### Source extract
##############################
I’m roughly halfway through my training for the 30K trail run. I began slow training in late January, and official training in February, so I’m counting this first day of spring as the official halfway point. Like anything, there’s been a lot of ups and downs, and life getting in the way, but I’m amazed at how strong I feel and the level of endurance I’ve built up in eight short weeks. Case in point:

Last year, I trained for the 12K version of the same race, having never run more than 3 miles (at once) in my life. Our first long run was at a nearby park, and it was 4 miles. I mentally prepared for the run all week, psyching myself up. It was so brutal. Breathing hurt, my legs were heavy, and my mind was a mess. All I could do was whisper encouragement to myself every step and shuffle along. I made it all four miles without stopping, and afterwards I almost collapsed, half in pain, half in glory. I was so proud of myself – running 4 whole miles seemed like an unthinkable task, even for an experienced hiker like myself.

Today headed to the same nearby park for my long run – 12 miles. The first four miles blew by, as I glided through the forest, taking in all the plants and blue sky. My mind was clear as I called out the names of all my friends as I passed them by – painted buckeye, yucca, moss, lichen, christmas fern, sweet gum, loblolly, muscadine, elm, RIVER CANE! My thoughts were pleasant and breathing felt no different than when walking. I mused about how far away that first 4 mile run seems, yet it was less than one year ago.

I don’t think running is for everyone – truthfully, I don’t even think it’s for me. My knees ache all the time. After the race, I know I won’t run again until fall. And I’m ok with that. The training is about more than the running. It’s about how testing your limits can transform your mind. When I used to run, all I could think about was it being over, how much longer, how much it sucked. Now when I run my mind is open, curious. That’s the attitude I hope to carry through the rest of my training.
##############################
### Data extract

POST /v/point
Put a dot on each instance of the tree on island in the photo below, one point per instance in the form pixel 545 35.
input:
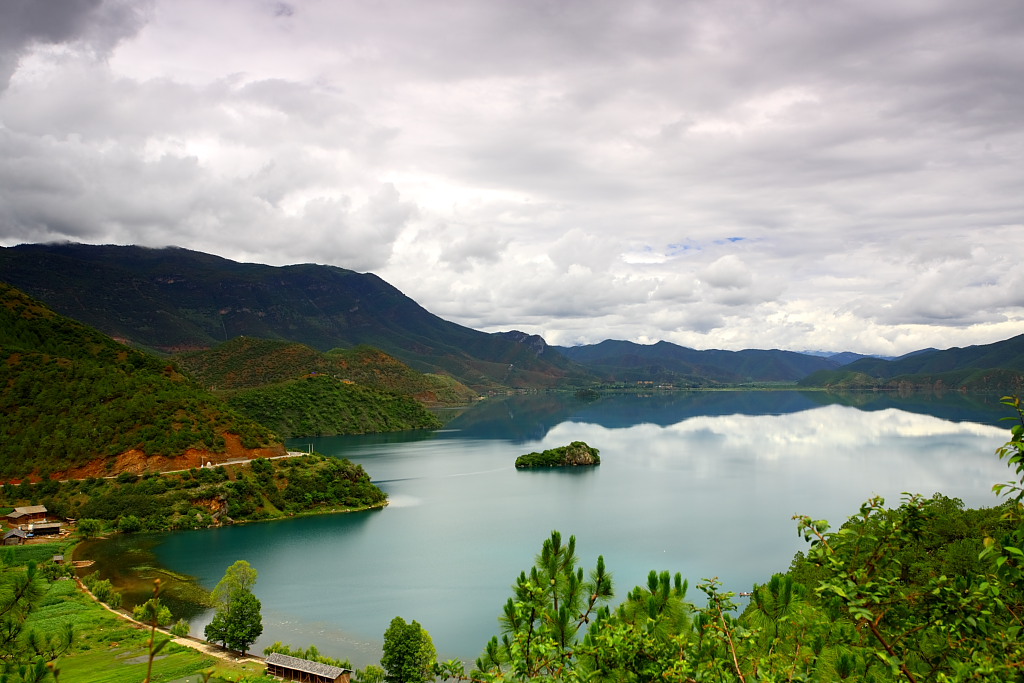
##############################
### Exercise description
Please copy the running post word for word, from "Last year, I" to "hiker like myself.". You won't need the listing.

### Task response
Last year, I trained for the 12K version of the same race, having never run more than 3 miles (at once) in my life. Our first long run was at a nearby park, and it was 4 miles. I mentally prepared for the run all week, psyching myself up. It was so brutal. Breathing hurt, my legs were heavy, and my mind was a mess. All I could do was whisper encouragement to myself every step and shuffle along. I made it all four miles without stopping, and afterwards I almost collapsed, half in pain, half in glory. I was so proud of myself – running 4 whole miles seemed like an unthinkable task, even for an experienced hiker like myself.